■ TASK INPUT:
▬▬▬▬▬▬▬▬▬▬

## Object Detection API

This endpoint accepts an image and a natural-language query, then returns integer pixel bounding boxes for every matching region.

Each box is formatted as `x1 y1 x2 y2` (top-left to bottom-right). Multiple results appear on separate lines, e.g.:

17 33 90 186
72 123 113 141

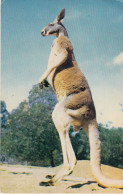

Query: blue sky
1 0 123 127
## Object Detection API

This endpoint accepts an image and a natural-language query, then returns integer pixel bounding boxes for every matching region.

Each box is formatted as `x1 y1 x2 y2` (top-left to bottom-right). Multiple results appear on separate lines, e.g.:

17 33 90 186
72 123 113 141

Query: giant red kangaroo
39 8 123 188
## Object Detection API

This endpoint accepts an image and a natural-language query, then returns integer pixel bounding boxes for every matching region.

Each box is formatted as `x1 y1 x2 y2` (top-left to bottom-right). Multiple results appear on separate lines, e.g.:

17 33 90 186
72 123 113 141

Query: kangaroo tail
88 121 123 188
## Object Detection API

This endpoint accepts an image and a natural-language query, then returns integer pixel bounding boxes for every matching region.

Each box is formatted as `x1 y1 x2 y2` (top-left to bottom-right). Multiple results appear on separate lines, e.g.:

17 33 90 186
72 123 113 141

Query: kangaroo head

▬▬▬▬▬▬▬▬▬▬

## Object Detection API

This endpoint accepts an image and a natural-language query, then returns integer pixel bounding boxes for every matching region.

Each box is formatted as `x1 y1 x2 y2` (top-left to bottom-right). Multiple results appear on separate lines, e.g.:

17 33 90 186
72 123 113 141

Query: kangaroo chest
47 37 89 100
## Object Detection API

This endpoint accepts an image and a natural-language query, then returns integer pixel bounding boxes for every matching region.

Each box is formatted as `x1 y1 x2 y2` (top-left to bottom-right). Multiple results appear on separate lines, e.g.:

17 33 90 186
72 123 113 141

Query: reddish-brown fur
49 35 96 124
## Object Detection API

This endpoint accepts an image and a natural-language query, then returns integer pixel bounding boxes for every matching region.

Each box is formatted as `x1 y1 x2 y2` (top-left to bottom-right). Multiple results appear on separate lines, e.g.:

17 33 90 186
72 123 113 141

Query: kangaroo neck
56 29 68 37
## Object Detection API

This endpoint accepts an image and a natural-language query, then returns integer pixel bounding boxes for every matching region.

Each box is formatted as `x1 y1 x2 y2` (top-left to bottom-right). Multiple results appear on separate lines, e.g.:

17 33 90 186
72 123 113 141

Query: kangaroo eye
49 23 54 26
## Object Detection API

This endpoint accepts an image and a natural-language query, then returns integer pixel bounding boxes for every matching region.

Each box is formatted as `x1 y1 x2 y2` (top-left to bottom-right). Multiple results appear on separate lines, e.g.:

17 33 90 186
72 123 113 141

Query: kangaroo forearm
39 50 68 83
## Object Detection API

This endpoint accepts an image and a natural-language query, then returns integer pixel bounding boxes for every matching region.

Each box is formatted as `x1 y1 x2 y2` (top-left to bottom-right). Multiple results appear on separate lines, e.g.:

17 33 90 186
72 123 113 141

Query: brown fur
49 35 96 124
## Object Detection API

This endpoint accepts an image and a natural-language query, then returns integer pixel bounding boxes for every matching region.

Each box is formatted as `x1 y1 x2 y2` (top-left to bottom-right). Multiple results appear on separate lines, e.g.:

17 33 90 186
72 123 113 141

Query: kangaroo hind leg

▬▬▬▬▬▬▬▬▬▬

■ ABOUT THIS TASK:
From the material above, copy exactly the lines between the line holding "Query: giant red kangaroo" and the line holding "Query: kangaroo head", inclusive, and only those.

■ EXERCISE ANSWER:
Query: giant red kangaroo
39 8 123 188
## Object Detection API

This endpoint accepts an image and a natural-language query, then returns integer pixel bounding boxes for every matching region.

Each box is formatted as `x1 y1 x2 y2` (top-left to bottom-right). Multiple results appear on separate lines, e.g.:

17 33 90 186
72 123 113 141

Query: kangaroo tail
88 121 123 188
## Object Detection API

This endpoint accepts an image and a natural-language query, then returns integer pixel bounding boxes for every matching region.

Each box is formatted as `x1 y1 x2 y2` (top-left to bottom-right). Multiple results appear on separate lines, e.g.:

17 33 90 186
72 123 113 141

Query: kangaroo head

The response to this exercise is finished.